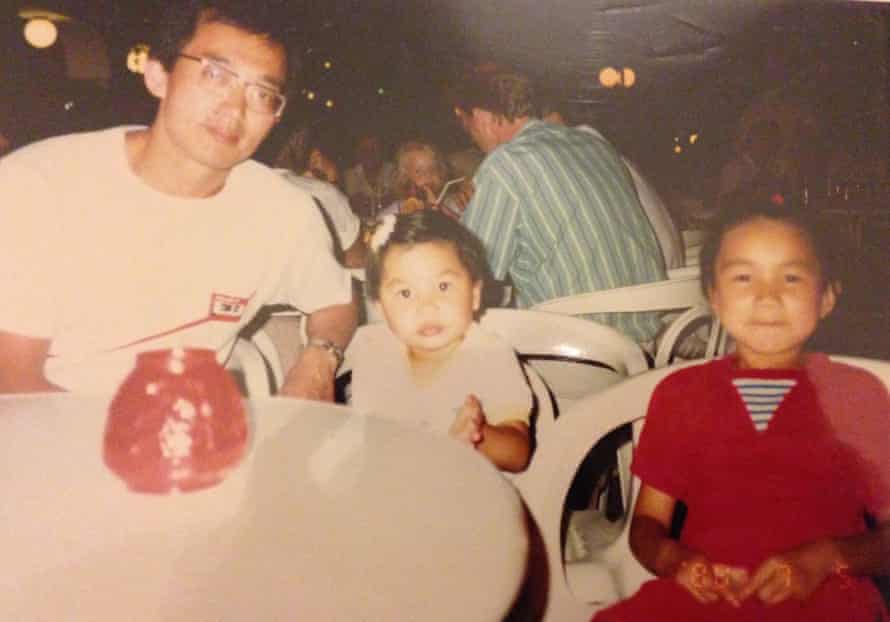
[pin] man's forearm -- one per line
(335, 324)
(312, 376)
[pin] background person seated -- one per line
(304, 162)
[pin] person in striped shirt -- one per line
(779, 455)
(556, 208)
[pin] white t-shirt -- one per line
(105, 266)
(334, 203)
(483, 365)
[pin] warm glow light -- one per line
(629, 77)
(137, 57)
(40, 32)
(609, 77)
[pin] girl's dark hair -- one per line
(741, 208)
(428, 225)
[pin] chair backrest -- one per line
(668, 347)
(575, 357)
(674, 293)
(681, 291)
(577, 590)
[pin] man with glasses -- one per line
(133, 239)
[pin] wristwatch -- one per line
(329, 346)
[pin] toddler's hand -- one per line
(469, 422)
(794, 574)
(709, 582)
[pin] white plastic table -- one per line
(331, 516)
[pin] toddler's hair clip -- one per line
(382, 232)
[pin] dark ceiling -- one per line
(698, 63)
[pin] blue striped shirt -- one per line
(557, 211)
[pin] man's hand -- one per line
(469, 423)
(794, 574)
(312, 376)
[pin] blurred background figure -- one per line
(369, 182)
(304, 161)
(463, 164)
(420, 177)
(656, 209)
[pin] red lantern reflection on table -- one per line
(176, 423)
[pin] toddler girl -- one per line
(779, 456)
(430, 363)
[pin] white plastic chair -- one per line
(575, 591)
(575, 357)
(680, 292)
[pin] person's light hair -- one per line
(402, 183)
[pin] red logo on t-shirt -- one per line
(227, 308)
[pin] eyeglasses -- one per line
(216, 77)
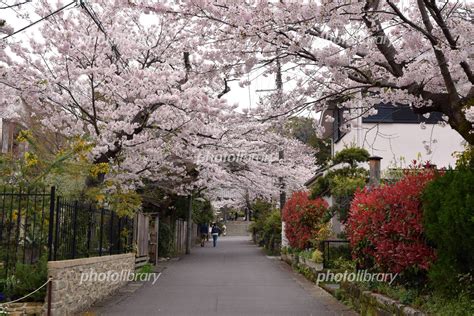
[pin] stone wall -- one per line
(22, 309)
(368, 303)
(69, 296)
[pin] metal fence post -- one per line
(56, 234)
(111, 233)
(101, 231)
(89, 231)
(51, 223)
(74, 230)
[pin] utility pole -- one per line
(281, 153)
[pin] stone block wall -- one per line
(69, 296)
(22, 309)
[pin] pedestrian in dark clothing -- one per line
(215, 232)
(204, 231)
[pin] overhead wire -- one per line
(42, 19)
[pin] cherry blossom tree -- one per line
(354, 53)
(137, 87)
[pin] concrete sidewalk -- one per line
(235, 278)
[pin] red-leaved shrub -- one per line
(385, 225)
(303, 219)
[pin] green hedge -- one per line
(448, 203)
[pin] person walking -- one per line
(204, 230)
(215, 232)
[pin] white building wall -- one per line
(398, 144)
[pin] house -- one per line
(9, 130)
(394, 133)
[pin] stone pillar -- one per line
(374, 171)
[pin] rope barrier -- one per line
(19, 299)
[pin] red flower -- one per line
(303, 219)
(385, 224)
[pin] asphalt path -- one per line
(235, 278)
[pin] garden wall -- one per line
(369, 303)
(69, 296)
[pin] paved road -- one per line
(235, 278)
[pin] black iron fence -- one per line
(335, 250)
(36, 223)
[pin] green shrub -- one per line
(143, 270)
(272, 232)
(26, 279)
(448, 204)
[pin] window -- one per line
(388, 113)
- - - -
ABOUT THIS EXERCISE — Your reply must contain each entry exactly as written and no pictures.

RESPONSE AREA —
[pin] man's forearm -- one per line
(335, 324)
(312, 376)
[pin] background person seated -- one per line
(304, 162)
[pin] person in striped shirt -- one per line
(779, 455)
(556, 208)
[pin] white t-shirt -- one per line
(105, 266)
(334, 203)
(483, 365)
[pin] warm glow light -- one per line
(629, 77)
(137, 57)
(40, 32)
(609, 77)
[pin] girl's dark hair -- one per line
(741, 208)
(428, 225)
[pin] chair backrest -- one per line
(668, 347)
(575, 357)
(674, 293)
(681, 291)
(577, 590)
[pin] man with glasses -- one per line
(133, 239)
[pin] wristwatch -- one per line
(329, 346)
[pin] toddler's hand -- one per line
(469, 422)
(794, 574)
(709, 582)
[pin] white plastic table -- one per line
(331, 516)
[pin] toddler's hair clip -- one per line
(382, 232)
[pin] dark ceiling -- one per line
(698, 63)
[pin] blue striped shirt -- one per line
(557, 211)
[pin] man's hand -- one per line
(469, 423)
(794, 574)
(312, 376)
[pin] blurred background figure -- one per line
(369, 182)
(304, 161)
(463, 164)
(420, 177)
(656, 209)
[pin] red lantern reflection on table -- one per line
(176, 423)
[pin] toddler girl -- one per line
(779, 456)
(430, 363)
[pin] white plastic chair -- one per line
(575, 591)
(575, 357)
(680, 292)
[pin] person's light hair -- one per line
(402, 183)
[pin] red logo on t-shirt -- one per line
(227, 308)
[pin] eyeglasses -- one per line
(216, 77)
[pin] stone wall -- one per line
(22, 309)
(368, 303)
(69, 296)
[pin] metal fence post -- one per line
(56, 234)
(111, 233)
(101, 231)
(89, 231)
(51, 223)
(74, 230)
[pin] utility pole -- one per line
(281, 153)
[pin] stone block wall -- one per line
(69, 296)
(22, 309)
[pin] pedestrian in dark clothing -- one per line
(215, 232)
(204, 231)
[pin] overhead wire -- one per line
(42, 19)
[pin] cherry blossom tree -- one per line
(354, 53)
(137, 87)
[pin] concrete sidewalk -- one per line
(235, 278)
[pin] red-leaved shrub -- one per line
(385, 225)
(303, 219)
[pin] green hedge -- one per line
(448, 203)
[pin] person walking -- one per line
(204, 230)
(215, 232)
[pin] white building wall -- one per line
(398, 144)
[pin] house -- one per line
(9, 130)
(394, 133)
[pin] stone pillar -- one per line
(374, 171)
[pin] rope barrier -- one per line
(19, 299)
[pin] red flower -- one per line
(303, 219)
(385, 224)
[pin] asphalt path -- one per line
(235, 278)
[pin] garden wall -- one per line
(369, 303)
(69, 296)
[pin] paved road -- one per line
(235, 278)
[pin] black iron fence -- one per line
(335, 250)
(36, 223)
[pin] green shrub -- one per line
(143, 270)
(272, 232)
(26, 279)
(448, 204)
[pin] window -- one per line
(388, 113)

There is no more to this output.